PASSAGE SHOWN:
╭──
Megatron-LM icon indicating copy to clipboard operation
Megatron-LM copied to clipboard

[BUG] Can not load _extra_state with TorchDistLoadShardedStrategy

Open ZetangForward opened this issue 1 year ago • 1 comments

Describe the bug I used the TorchDistLoadShardedStrategy loading strategy to load model weights in the distcp format. There are two different formats involved: ShardedTensor and ShardedObject. The former stores sliced weights, while the latter contains _extra_state, which holds some FP8-related information about the weights. The issue is that when the TorchDistLoadShardedStrategy attempts to read a ShardedObject, it throws an error.

Image

I notice the code here:

checkpoint.load(
        pyt_state_dict,
        FileSystemReader(checkpoint_dir),
        planner=MCoreLoadPlanner(
            shapes_validation_sharded_tensors=flexible_shape_sharded_tensors
        ),
    )

Megatron uses a binary method to read model weights, loading the results from checkpoint_dir and overwriting them into sharded_state_dict. However, it seems that it can only read content of the ShardedTensor type and is unable to read the contents stored in ShardedObject.

This results in the extra_state_dict being loaded as some io.BytesIO objects instead of the expected structured data.

ZetangForward avatar Mar 23 '25 05:03 ZetangForward

Marking as stale. No activity in 60 days.

github-actions[bot] avatar May 22 '25 18:05 github-actions[bot]

This issue was closed because it has been inactive for 7 days since being marked as stale.

github-actions[bot] avatar Jul 28 '25 02:07 github-actions[bot]
╰──
RECORDED INFORMATION:
╭──
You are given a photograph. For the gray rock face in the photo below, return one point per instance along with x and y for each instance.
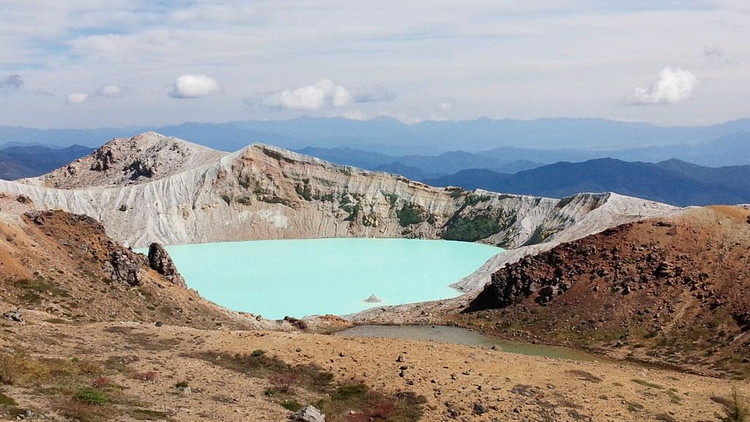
╰──
INSTRUCTIONS:
A: Copy the passage of the bug report above verbatim, starting with "Megatron uses a" and going on through "in 60 days.".
B: Decide whether each statement below agrees with the bug report above, answering yes or no and quoting the words of the report that settle it: (i) The ShardedTensor format stores sliced weights. (ii) The issue was closed after 30 days of inactivity following the stale mark. (iii) The extra_state_dict ends up loaded as io.BytesIO objects.
C: Translate this sentence from the bug report into Spanish: "The issue is that when the TorchDistLoadShardedStrategy attempts to read a ShardedObject, it throws an error."

CORRECT ANSWERS:
A:
Megatron uses a binary method to read model weights, loading the results from checkpoint_dir and overwriting them into sharded_state_dict. However, it seems that it can only read content of the ShardedTensor type and is unable to read the contents stored in ShardedObject.

This results in the extra_state_dict being loaded as some io.BytesIO objects instead of the expected structured data.

ZetangForward avatar Mar 23 '25 05:03 ZetangForward

Marking as stale. No activity in 60 days.

B:
(i) Yes: "The former stores sliced weights"
(ii) No: "This issue was closed because it has been inactive for 7 days since being marked as stale."
(iii) Yes: "This results in the extra_state_dict being loaded as some io.BytesIO objects instead of the expected structured data."

C: El problema es que, cuando TorchDistLoadShardedStrategy intenta leer un ShardedObject, lanza un error.